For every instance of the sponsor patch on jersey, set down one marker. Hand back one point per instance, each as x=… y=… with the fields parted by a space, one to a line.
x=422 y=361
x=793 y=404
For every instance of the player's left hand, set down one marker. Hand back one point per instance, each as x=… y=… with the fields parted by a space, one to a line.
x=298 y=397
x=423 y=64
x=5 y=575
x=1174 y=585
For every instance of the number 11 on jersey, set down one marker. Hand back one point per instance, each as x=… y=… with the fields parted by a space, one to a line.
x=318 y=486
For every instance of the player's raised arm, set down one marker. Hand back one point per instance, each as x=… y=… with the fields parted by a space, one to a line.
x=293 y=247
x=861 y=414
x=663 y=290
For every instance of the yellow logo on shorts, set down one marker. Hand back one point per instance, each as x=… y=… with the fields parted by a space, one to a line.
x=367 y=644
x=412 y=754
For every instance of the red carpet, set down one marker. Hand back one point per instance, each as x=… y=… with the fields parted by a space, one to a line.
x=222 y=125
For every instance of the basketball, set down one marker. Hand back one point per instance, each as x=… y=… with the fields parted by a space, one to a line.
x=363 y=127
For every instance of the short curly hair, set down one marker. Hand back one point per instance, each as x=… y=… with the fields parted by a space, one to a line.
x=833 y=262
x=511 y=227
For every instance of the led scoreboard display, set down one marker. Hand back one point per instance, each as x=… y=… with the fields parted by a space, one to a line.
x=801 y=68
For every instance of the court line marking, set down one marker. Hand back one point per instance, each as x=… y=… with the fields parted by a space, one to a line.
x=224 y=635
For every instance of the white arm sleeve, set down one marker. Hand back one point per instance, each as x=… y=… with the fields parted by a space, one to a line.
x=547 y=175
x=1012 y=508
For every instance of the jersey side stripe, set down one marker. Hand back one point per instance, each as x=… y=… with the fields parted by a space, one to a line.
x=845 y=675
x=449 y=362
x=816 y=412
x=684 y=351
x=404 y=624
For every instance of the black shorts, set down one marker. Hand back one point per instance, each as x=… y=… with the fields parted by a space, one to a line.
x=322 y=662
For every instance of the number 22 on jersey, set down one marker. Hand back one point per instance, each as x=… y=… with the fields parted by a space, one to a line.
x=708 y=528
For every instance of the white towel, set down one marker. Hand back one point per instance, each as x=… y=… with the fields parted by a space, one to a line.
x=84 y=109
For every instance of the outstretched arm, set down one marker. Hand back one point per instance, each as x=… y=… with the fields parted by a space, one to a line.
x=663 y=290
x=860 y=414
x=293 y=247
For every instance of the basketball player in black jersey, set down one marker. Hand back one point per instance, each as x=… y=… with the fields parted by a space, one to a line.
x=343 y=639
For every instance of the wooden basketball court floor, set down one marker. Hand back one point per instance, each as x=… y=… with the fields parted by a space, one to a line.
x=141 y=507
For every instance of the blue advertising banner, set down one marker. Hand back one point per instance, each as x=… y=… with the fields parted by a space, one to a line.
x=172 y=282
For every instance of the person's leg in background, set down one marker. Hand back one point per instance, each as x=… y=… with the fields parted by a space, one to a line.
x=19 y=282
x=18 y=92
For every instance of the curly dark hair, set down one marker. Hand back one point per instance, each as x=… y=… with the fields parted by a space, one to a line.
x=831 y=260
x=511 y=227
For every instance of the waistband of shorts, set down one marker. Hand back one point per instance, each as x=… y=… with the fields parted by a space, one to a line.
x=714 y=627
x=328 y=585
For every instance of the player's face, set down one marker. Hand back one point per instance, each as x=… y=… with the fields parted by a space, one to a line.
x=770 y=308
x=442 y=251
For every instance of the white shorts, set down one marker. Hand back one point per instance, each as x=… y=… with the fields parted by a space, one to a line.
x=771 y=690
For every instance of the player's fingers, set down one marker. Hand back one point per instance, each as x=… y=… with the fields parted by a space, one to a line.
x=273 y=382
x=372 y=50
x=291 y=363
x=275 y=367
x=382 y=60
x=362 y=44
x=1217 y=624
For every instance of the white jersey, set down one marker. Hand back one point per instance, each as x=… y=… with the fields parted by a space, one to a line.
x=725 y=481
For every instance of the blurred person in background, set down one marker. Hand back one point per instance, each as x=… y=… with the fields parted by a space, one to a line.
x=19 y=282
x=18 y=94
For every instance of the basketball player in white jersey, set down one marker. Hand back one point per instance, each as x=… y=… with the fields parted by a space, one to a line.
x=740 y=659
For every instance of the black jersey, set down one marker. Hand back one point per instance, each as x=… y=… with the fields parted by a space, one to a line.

STATED EXERCISE:
Extract all of the material above, copying every line word for word and keeping it in the same order.

EXPECTED OUTPUT:
For every instance of the sponsor patch on jersey, set down one marker. Hand back one point per instance, each as x=… y=… with the fields parted by a space, one to a line.
x=422 y=361
x=793 y=404
For every instance of the player's left hand, set down one marker. Hand back one point per instance, each as x=… y=… with the fields parted by a space, one to a line.
x=298 y=397
x=423 y=64
x=5 y=575
x=1174 y=585
For every instance of the number 11 on jersey, set down one marker. Hand back one point per instance, each as x=… y=… with the fields parted by a space, one to a line.
x=318 y=486
For every instance of the player's raised arm, set down one marker. Hand back one point per instance, each as x=… y=… with the fields parted by a space, one to a line.
x=293 y=247
x=861 y=414
x=663 y=290
For every instance of the yellow logo on shorts, set down one marker. Hand back one point per instance, each as x=… y=… with the fields parted by a space, one to a line.
x=367 y=644
x=412 y=754
For every instance of the red carpet, set down one marker. Hand back one point per instance, each as x=… y=… with the fields parted by a space, one to a line.
x=222 y=125
For every instance of the basketball, set down one marker. Hand back one point per instance, each as x=… y=… with the fields parted by a space, one to a line.
x=363 y=127
For every instance of the short curly hair, set down one marker. Hand back one point per instance, each as x=… y=… with the fields parted by a space, one to a line.
x=833 y=262
x=511 y=227
For every instance of the led scoreboard display, set down one marker. Hand back one point per instance, each as x=… y=… with the fields parted by a space, one to a line.
x=801 y=68
For every instance of the court line marking, set down one marker. Hand back one point per instance, each as x=… y=… with the fields parted by a space, one to a line.
x=224 y=635
For every instance of the white arm sleeve, set down one marker. Hand back one point per instance, each as x=… y=… with the fields parted by a space, one to a line.
x=547 y=175
x=1012 y=508
For every instance of the jersey side stripe, set down one marker. Hand back one point per instance, each as x=… y=… with the fields parted by a space, one to a line.
x=845 y=675
x=449 y=362
x=816 y=412
x=684 y=351
x=404 y=624
For every instance of the black shorts, set down one marker. Hand back one point per instance, each as x=… y=… with the fields parted by a space, one to a line.
x=322 y=662
For every instance of the number 22 on jersey, set down one marker. Hand back one point per instance, each as x=… y=… with the fields parted by a space, one to a line.
x=708 y=528
For every instance of the white towel, set down one marker. Hand back one point per instance, each as x=… y=… with the fields parted by a space, one to a line.
x=84 y=109
For every instance of the outstretched arm, set down one marker. Hand back one point per instance, each as x=… y=… with the fields parted by a space, one to a line.
x=663 y=290
x=860 y=414
x=293 y=247
For every instance of the basketball player in black jersey, set down one marker. Hand back one point per instance, each as x=… y=… with the fields parted by a space, one to a line.
x=343 y=639
For every instance of the wooden basketball court floor, set down one marker. Hand back one point per instance, each as x=… y=… with the fields parted by a space, one to a line.
x=141 y=507
For every instance of the blue advertising banner, set down one marker. Hand back one point per instance, each as x=… y=… with the fields parted by a space, one to a line.
x=172 y=282
For every instance of the person's leg in background, set down one marker. Hand back one point per instance, each as x=… y=… with the fields parted by a space, one to a line.
x=19 y=282
x=18 y=92
For every instance of the curly dark hair, set down one marker. Hand back one point per instance, each as x=… y=… with the fields parted by a space, one to a line.
x=831 y=260
x=511 y=227
For every instance of the waistband of shorts, set down one marker. Hand back one point per instance, each as x=… y=… with the fields parted by a space, one to a line.
x=714 y=627
x=328 y=585
For every instance of the player's face, set down one marker. Hand back one point per instance, each as x=… y=… with the fields parted by a space, one to a line.
x=770 y=308
x=442 y=251
For every instance of the white shorts, set down one marker. Hand back one point per instance, each as x=… y=… with the fields parted by a space, one to a line.
x=771 y=690
For every instance of the player's fingers, set down one marker. Hand back one point per instance, each as x=… y=… with the fields parted by a space, one to a line.
x=273 y=382
x=372 y=50
x=291 y=363
x=275 y=367
x=382 y=60
x=362 y=44
x=1217 y=624
For every instance of the white jersey, set down one marker. Hand back one point per instance, each as x=… y=… with the fields parted by a space, one to a line.
x=725 y=481
For every instance of the blurred person in background, set down one marker. Hand back one point per instance, each as x=… y=… with the fields parted by a space, one to a line.
x=19 y=282
x=18 y=94
For every instance of the basketball player in white jersey, set down one marker. Hand back one point per instance, each as x=… y=… with the fields parted by a space, one to a line.
x=740 y=659
For every instance of the black jersey, set down one marker. Hand back one point per instance, each as x=… y=… with the fields parted by a space, one to a line.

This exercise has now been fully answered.